Gestellte Aufgabe:
Überführe alle folgenden Einträge in eine CSV-Tabelle mit den beiden Spalten „eingabe“ und „ausgabe“. Jede Zeile enthält einen Eintrag mit seinem Text und seiner Antwort, jeweils in einem Feld in Anführungszeichen und mit Leerzeichen anstelle von Zeilenumbrüchen.

····················

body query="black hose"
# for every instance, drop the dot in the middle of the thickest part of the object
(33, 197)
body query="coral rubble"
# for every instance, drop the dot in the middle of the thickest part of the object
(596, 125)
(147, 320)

····················

Das Ergebnis:
eingabe,ausgabe
"body query=""black hose"" # for every instance, drop the dot in the middle of the thickest part of the object","(33, 197)"
"body query=""coral rubble"" # for every instance, drop the dot in the middle of the thickest part of the object","(596, 125) (147, 320)"